··· Materials provided
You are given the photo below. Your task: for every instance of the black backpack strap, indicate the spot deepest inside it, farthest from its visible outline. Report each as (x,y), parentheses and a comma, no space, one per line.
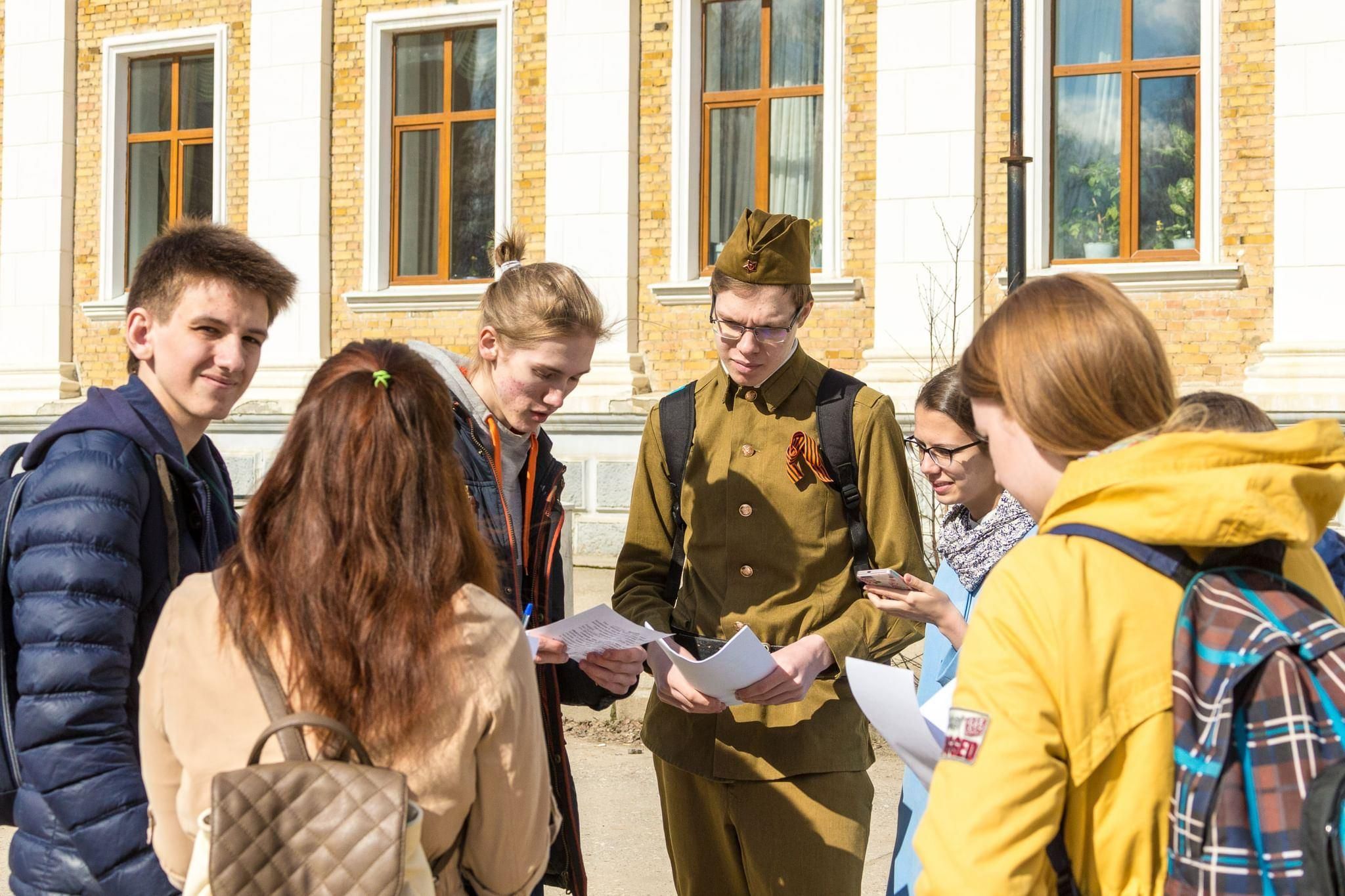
(1170,561)
(1066,883)
(10,458)
(835,431)
(677,425)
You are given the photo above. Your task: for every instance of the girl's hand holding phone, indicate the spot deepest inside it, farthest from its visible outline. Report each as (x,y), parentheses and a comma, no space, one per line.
(921,602)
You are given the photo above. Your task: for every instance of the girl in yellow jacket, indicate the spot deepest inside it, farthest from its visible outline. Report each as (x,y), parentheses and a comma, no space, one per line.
(1064,695)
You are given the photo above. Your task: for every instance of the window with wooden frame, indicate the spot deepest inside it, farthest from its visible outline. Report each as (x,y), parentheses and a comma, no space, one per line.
(1126,131)
(170,146)
(761,116)
(443,198)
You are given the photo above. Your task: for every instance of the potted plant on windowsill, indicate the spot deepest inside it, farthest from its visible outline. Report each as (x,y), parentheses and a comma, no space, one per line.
(1181,202)
(1098,223)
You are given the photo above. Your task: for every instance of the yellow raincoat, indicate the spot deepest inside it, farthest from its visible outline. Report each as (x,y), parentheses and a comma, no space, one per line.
(1070,657)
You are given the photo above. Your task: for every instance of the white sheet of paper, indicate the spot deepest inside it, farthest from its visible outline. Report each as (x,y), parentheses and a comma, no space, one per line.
(743,661)
(935,710)
(595,630)
(887,696)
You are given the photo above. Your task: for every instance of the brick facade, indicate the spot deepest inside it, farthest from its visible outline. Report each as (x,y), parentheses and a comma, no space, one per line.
(454,330)
(100,350)
(1211,336)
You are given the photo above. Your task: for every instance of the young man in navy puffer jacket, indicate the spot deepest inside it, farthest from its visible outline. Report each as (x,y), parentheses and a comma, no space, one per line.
(128,498)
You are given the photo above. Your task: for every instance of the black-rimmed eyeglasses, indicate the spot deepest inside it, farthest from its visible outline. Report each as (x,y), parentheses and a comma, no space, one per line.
(734,331)
(942,457)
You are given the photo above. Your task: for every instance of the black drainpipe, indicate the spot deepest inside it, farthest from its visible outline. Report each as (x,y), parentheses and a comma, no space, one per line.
(1016,161)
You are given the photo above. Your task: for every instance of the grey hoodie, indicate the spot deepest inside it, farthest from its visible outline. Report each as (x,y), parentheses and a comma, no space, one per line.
(514,448)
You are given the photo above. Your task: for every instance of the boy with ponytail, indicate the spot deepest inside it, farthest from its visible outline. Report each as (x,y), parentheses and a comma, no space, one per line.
(539,327)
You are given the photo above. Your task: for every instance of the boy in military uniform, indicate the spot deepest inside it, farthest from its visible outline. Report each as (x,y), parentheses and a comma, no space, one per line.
(772,796)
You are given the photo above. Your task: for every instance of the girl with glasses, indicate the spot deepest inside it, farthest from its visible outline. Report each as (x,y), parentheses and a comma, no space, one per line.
(981,524)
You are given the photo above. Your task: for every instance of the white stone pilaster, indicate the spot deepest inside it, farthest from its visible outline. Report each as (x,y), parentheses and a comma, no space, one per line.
(592,202)
(290,183)
(37,217)
(927,158)
(1304,368)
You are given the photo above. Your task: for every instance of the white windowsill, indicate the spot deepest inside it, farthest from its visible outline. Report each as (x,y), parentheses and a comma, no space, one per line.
(1152,277)
(697,292)
(440,297)
(105,310)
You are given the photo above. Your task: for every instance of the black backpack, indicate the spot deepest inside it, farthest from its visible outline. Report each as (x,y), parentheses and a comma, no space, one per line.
(835,416)
(11,489)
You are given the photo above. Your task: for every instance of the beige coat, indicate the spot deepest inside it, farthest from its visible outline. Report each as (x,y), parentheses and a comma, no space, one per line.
(477,766)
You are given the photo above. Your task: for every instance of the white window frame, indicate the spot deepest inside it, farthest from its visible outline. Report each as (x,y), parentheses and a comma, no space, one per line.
(685,284)
(118,53)
(381,28)
(1210,270)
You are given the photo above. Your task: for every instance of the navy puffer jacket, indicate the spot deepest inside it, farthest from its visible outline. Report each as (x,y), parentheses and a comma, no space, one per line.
(91,571)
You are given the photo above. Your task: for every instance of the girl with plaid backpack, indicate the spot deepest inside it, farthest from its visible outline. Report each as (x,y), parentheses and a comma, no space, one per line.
(1066,717)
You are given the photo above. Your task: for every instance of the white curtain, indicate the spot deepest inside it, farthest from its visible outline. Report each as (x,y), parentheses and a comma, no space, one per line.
(732,171)
(797,158)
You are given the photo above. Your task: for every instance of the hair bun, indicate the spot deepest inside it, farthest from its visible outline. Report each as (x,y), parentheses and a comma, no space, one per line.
(509,250)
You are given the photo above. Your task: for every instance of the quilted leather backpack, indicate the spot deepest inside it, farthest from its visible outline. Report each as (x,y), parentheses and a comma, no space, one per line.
(1258,735)
(309,826)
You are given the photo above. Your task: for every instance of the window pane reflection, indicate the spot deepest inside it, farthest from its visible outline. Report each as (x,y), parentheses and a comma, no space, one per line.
(797,163)
(795,43)
(474,69)
(732,172)
(197,188)
(472,195)
(195,92)
(151,96)
(420,73)
(1168,163)
(147,206)
(1166,28)
(732,45)
(1087,32)
(1087,167)
(417,211)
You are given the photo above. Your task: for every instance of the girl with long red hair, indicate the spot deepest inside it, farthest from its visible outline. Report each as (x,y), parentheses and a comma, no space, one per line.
(359,572)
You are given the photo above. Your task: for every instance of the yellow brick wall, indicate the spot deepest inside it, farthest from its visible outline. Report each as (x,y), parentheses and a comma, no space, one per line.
(451,330)
(1211,336)
(674,339)
(100,350)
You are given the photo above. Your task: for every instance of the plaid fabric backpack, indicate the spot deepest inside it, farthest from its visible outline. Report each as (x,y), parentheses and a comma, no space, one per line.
(1258,797)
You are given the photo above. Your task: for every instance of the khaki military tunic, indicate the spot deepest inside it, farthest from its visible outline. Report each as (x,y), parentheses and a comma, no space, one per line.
(775,555)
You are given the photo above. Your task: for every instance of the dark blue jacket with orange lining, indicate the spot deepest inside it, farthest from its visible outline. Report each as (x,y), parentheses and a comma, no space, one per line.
(542,585)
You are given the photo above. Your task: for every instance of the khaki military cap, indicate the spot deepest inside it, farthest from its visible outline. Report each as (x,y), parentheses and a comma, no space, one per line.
(768,249)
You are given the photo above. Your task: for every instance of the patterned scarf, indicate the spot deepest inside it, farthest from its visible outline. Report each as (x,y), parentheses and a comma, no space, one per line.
(973,547)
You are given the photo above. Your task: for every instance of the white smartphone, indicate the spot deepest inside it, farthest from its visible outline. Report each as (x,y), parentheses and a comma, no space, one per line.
(883,580)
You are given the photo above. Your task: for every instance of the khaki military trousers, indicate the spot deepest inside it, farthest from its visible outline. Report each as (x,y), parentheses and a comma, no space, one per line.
(802,836)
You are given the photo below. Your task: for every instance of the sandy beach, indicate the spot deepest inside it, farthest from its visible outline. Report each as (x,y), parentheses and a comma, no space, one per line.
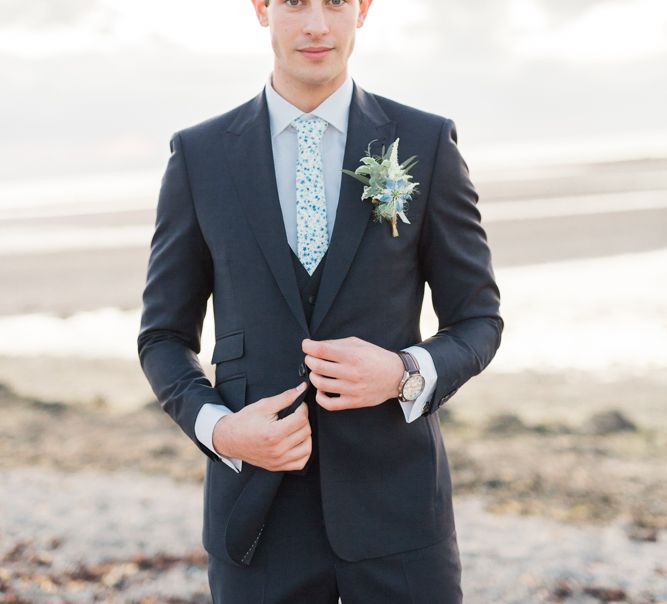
(557,450)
······
Convert all the items above into a two-column CSV with the header instruction,coordinates, one row per item, placing its text and its answer each in a single double-quoted field with line breaks replaced by spaces. Omit the pictures.

* **Finished task**:
instruction,coordinates
"You are given the photo below. Your task: for every instance of the black backpack strap, indicate the spot deepest inside it, farthest from its visible outline. Report each as (x,y), parentheses and a comma, no space, one per line.","(1170,561) (1066,883) (10,458) (835,431) (677,425)"
"You are given the photo above. Your task: for every instance of the girl's hand holding phone, indicate the spot deepest inside it, farthest from its visible outline. Report each as (x,y), parentheses and a comma, no space, one per line.","(921,602)"
"You are given the photo above. Your task: for every instance of the girl in yellow jacket, indicate the spot deepest inside it, farthest from its visible outline. Report each as (x,y), parentheses and a comma, no space, one per line.","(1064,695)"
"You are given the photo above. Your task: for every instance of the window with wooden frame, indicate the spot deepest inside it, farthest from its visible outline. Report each as (x,y), parentheses and a comma, no space, one per line.","(1126,131) (170,146) (761,116) (443,198)"
"You are given the photo above. Your task: for every instance of the potted plant on windowsill, indicate the spot deepest inside it, farthest from its visible outline. Report each as (x,y), parentheses and a comma, no space, one per line.","(1181,202) (1098,223)"
"You are given the photo above. Your task: for every instance of the yellow raincoat, indicate the spot deepest inside it, farthest from its visible outline. Report each as (x,y), parentheses and a comma, no space, one per line.","(1070,657)"
"You are given the photo above. Your task: for every instance of the white sheet of paper, indicate the spot deepest inside it, farthest from its visible outline. Report each as (x,y), parentheses and a comma, no space, one per line.","(743,661) (935,710) (595,630) (887,696)"
"You are given the photo above. Your task: for every instance of the brick facade, indicate the spot deepest inside it, farthest from its visible outline. Report each as (x,y), parentheses and a comma, no space, one per line.","(454,330) (100,350) (1211,336)"
"You are given the photo above. Your task: for every instance of the young man in navy puffer jacket, indicate the spot deepest inside it, farthest from its visible outline. Report each as (x,y), parentheses and a comma, no space, one per line.","(128,498)"
"You are given the photo above. Your task: for every instance of the black-rimmed eyeglasses, indicate the spot deepest inside it, farthest from its visible outline. Report each as (x,y), parentheses and a comma, no space, one per line.","(734,331) (942,457)"
"You are given the photo above. Your task: for every instance of the black drainpipe, indicate the spot deepest inside it, farthest from its visible outline. Report each as (x,y), parentheses and a comma, no space, one per line.","(1016,161)"
"You are given the photo above. Your task: for every instance of the grey hoodie, indicate the spot deepest inside it, farthest from its visible outline. Report each as (x,y), parentheses and a comma, no space, one per line.","(514,448)"
"You are given the photo above. Your task: for every instance of the boy with ponytail, indicate the spot deepest inside it, farthest from its visible outline. Report each as (x,y), parentheses and a comma, no space, one per line.","(539,327)"
"You are given the photo above. Your task: for every instance of the boy in military uniform, indicate the spot deepest inside it, farthest from its visible outline. Report each as (x,y), parentheses and a comma, no space, one per line.","(772,796)"
"You are given the photo above. Your task: for every instance of the girl with glasses, indicate the spot deepest inside it, farthest from its visible outline. Report each as (x,y), parentheses and a comma, no space, one per line.","(981,524)"
"You are given the photo above. Your task: for every instance of the white stone pilaster, indicate the spot deepest inside it, farthest from its visible outline. Report each as (x,y), parentheses and a comma, no space, one per line.","(592,202) (290,183) (37,217) (927,158) (1304,368)"
"You are given the photo above. Your task: for every instance of the white windowsill, indicate the spot deepest inside it, farthest from its visible outline. Report each as (x,y), parentheses and a comma, no space, one per line.","(1152,277) (697,292) (440,297) (105,310)"
"You are given the photo above. Your task: for every instance of the black backpack, indicate the spot deepest inside it, farthest from its visible outline. Report each as (x,y), parentheses and a comma, no space, one per line.","(835,416) (11,489)"
"You are given the photo above. Your task: for every instance of the beige coat, indicate the spot deepest inside it, farthest from its visible outline. Report each as (x,y), parentheses and a comma, no space, one per line.","(477,766)"
"You are given the photo above. Your task: for every instance of the white window frame, indicate the spot deepest inside it, farthest from its visible outline. Report each as (x,y), parentheses and a comma, no space, one per line.","(685,284) (118,53) (381,28) (1210,270)"
"You are given the photo above. Your task: for every instance of the navy puffer jacket, indicate the spot deepest inside it, farthest from its visible outline. Report each as (x,y), parentheses and a comma, no space, one per line.","(91,571)"
"You are given the photo above. Your task: for every instance of the girl with plaid backpack, indicate the spot deepest inside it, farthest from its visible outline. Report each as (x,y), parentheses and a comma, no space, one per line.","(1066,717)"
"You are given the photo above. Your task: for every instance of the white curtain, indicate the spot deepest inside it, farthest from its visible outline. Report each as (x,y), parentheses and a comma, no space, one per line.","(732,171) (797,158)"
"You are given the photo above. Your task: for every instance of the hair bun, indicate the spot deepest inside it, farthest from its visible outline. Report each as (x,y), parentheses and a comma, no space, one per line.","(509,250)"
"You are given the photo above. Your task: for every instance of the quilted leather backpack, indicate the spot deepest inside it, farthest from its visible outline. Report each as (x,y), parentheses and a comma, no space, one per line.","(1258,735) (309,826)"
"You are given the photo above. Your task: for every instance of the window pane reflection, indicate the spot deepest inside it, farthest from its visible outline. Report each as (x,y), parentheses and a comma, no space, one per line.","(797,163) (795,43) (474,69) (732,172) (197,188) (472,195) (195,92) (151,96) (420,73) (1168,163) (147,206) (1166,28) (732,45) (1087,32) (1087,167) (417,211)"
"You are given the photo above. Your task: for every instance of the girl with long red hair, indicate the spot deepest inside it, farthest from its visible outline. Report each as (x,y), parentheses and a comma, no space, one per line.","(359,572)"
"You are given the photo above. Your task: for every instance of the yellow brick wall, indicate the spot deepest inside it, farthest from its visible outline. Report each as (x,y), parentheses and a comma, no space, one per line.","(451,330) (1211,336) (674,339) (100,350)"
"You are given the photo above. Your task: for every instance of the plaid fabric backpack, indicate the spot deepest inside it, farthest from its visible outline. Report each as (x,y), parentheses and a comma, no space, one per line.","(1258,797)"
"You are given the photo above. Your task: for every instance of the khaki military tunic, indicate the spot deepest inside it, farthest from its visible outline. Report each as (x,y), parentheses and a comma, no space, one per line.","(775,555)"
"You are given the photo above. Your task: for every instance of the dark blue jacket with orange lining, indicate the spot deepest inside it, farthest from its visible outline. Report each as (x,y), parentheses and a comma, no space, one per line.","(542,585)"
"You are given the photo above. Your task: for every instance of the khaki military cap, indicate the spot deepest inside it, farthest from its visible outline. Report each as (x,y), parentheses and a comma, no space, one per line.","(768,249)"
"You are given the photo above. Your task: for every instance of the patterned scarf, indicate the spot deepest inside it, farthest from its visible outline. Report each as (x,y), parentheses and a comma, no space, one per line.","(973,547)"
"You are given the photo above. Your task: for every instance of the white smartphone, indicate the spot deepest inside it, farthest from its visible outline. Report each as (x,y), parentheses and a comma, no space, one per line.","(883,580)"
"You are given the photo above. Your task: for every instance of the khaki military trousers, indicate the spot deepest inside it, farthest from its visible outline. Report each as (x,y), parentheses and a comma, no space, one per line.","(802,836)"
"You are given the photo below. Your task: for every instance of the sandy beach, indicate the spot deepest inside it, farthest from its visible outline. Report each as (x,y), parentheses and a comma, no space, one per line.","(557,450)"